Boslooper takes a more historical-critical approach.
“The problem for the early Christian community doctrinally was at what point in the life of Jesus the divine power was originally effected,” he writes, then citing evidence of several different theories held by the earliest Christians and preserved in the gospels: The baptism, the transfiguration and the resurrection, as well as Paul and John’s arguments for Christ’s pre-existence. The virgin birth stories are part of this attempt to figure out when God did what he did, which was the incarnation.
But Boslooper goes a step further. The virgin birth was not intend to be a defense of Christ’s divinity, he argues, because Jesus’ divinity was self-apparent to the earliest Christians. Rather, it was a defense of his humanity:
The virgin birth of Jesus attests the humanity of Christ. The marvel is that God became man. The central message of the story of Jesus’ story is that he was born of a woman, a human being. The fact which the virgin birth represents is that Jesus was a human being. The important word in the story is the proper noun “Mary.” What Paul expressed in the mythic phrase “born of a woman” and John recorded in the religio-philosophical terminology “the Word became flesh” was put by the authors of the First and Third Gospels into a mythical formulation, and each surrounded it with several significant legends.
In no way does the virgin birth obscure or obstruct the doctrine of Jesus’ humanity. The virgin birth obscures the humanity of Jesus and his true incarnation only when it is seen through the eyes of the Romanist who Marianizes it, the naturalist who rationalizes it, the supernaturalist who de-historicizes it, the historian who demythologizes it, and the theologian who subcategorizes it. The virgin birth enhances the incarnation. The word pictures which the Gospel authors drew are subtle but forceful statements in behalf of Jesus’ humanity for a society and primitive mentality which thought that the Savior was not or could not be human. The Savior was real! Amidst all the Christological speculation that followed the resurrection it was necessary to hold before the world and the church the fact that Jesus was human in every sense of the word.
As the resurrection stands for the “Godness of Jesus,” so the virgin birth attests the “humanness of Christ.”

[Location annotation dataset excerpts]

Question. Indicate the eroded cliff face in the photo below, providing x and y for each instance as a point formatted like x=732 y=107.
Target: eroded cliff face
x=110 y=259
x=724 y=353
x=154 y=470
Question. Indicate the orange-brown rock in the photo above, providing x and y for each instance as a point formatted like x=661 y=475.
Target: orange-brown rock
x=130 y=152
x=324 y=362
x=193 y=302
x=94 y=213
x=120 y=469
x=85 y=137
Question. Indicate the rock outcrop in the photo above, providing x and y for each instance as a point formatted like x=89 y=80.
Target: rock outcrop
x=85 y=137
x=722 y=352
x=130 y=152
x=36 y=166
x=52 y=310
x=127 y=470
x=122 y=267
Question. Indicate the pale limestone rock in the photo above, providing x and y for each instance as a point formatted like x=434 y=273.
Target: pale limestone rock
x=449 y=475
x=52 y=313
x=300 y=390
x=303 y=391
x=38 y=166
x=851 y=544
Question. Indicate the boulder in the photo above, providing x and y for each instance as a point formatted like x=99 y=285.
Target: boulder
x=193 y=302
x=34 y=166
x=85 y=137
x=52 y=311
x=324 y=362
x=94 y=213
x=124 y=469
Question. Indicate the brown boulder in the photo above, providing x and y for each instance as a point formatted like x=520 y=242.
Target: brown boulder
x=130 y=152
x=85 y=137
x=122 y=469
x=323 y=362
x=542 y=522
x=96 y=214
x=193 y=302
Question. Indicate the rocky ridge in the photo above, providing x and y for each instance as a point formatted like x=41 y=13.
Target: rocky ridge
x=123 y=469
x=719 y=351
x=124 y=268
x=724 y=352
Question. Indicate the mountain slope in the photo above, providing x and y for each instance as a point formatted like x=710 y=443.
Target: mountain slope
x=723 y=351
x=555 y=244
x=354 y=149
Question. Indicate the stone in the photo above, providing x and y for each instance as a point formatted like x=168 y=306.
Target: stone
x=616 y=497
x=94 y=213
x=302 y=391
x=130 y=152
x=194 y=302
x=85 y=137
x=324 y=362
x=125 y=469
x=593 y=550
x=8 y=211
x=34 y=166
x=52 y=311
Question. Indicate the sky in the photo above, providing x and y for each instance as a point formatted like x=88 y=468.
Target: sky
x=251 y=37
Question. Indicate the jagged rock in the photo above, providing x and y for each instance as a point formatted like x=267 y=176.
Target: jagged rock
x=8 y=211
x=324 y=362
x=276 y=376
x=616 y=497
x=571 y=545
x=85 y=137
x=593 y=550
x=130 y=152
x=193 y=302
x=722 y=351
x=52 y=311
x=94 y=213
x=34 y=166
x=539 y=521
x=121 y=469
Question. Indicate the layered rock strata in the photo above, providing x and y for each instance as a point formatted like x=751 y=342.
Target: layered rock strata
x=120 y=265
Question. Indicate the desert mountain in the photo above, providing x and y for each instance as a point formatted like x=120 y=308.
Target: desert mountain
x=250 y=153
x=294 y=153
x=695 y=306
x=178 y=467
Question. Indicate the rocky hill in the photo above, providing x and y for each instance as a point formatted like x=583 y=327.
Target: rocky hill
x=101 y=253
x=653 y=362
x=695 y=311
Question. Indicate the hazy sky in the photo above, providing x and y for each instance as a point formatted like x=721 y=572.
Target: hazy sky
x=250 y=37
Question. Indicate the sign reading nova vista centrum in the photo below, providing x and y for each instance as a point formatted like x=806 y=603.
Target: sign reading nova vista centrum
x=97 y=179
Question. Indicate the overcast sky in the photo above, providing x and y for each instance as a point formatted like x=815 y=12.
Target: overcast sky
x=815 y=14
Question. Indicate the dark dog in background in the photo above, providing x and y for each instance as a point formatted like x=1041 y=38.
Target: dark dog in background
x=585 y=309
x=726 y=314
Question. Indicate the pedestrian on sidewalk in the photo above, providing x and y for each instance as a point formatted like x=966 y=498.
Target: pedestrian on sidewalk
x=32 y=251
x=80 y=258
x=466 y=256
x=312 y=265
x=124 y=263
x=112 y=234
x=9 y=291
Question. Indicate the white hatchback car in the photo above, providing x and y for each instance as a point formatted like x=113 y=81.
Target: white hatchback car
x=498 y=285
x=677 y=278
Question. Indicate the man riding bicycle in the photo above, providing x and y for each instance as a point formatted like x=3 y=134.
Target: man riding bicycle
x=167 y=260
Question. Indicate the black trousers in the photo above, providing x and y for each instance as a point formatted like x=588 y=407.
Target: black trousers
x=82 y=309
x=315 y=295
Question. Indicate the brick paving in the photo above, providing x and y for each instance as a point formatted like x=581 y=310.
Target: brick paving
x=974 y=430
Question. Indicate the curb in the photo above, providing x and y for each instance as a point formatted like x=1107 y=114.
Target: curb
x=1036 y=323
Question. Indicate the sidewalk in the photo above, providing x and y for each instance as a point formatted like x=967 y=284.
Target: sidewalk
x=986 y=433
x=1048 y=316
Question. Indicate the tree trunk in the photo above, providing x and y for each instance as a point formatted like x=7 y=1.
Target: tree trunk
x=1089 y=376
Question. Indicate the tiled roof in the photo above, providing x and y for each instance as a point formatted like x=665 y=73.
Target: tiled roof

_Exercise_. Repeat word for word the portion of the Boslooper passage above between "But Boslooper goes" and "several significant legends.", inclusive.

_Response below_.
But Boslooper goes a step further. The virgin birth was not intend to be a defense of Christ’s divinity, he argues, because Jesus’ divinity was self-apparent to the earliest Christians. Rather, it was a defense of his humanity:
The virgin birth of Jesus attests the humanity of Christ. The marvel is that God became man. The central message of the story of Jesus’ story is that he was born of a woman, a human being. The fact which the virgin birth represents is that Jesus was a human being. The important word in the story is the proper noun “Mary.” What Paul expressed in the mythic phrase “born of a woman” and John recorded in the religio-philosophical terminology “the Word became flesh” was put by the authors of the First and Third Gospels into a mythical formulation, and each surrounded it with several significant legends.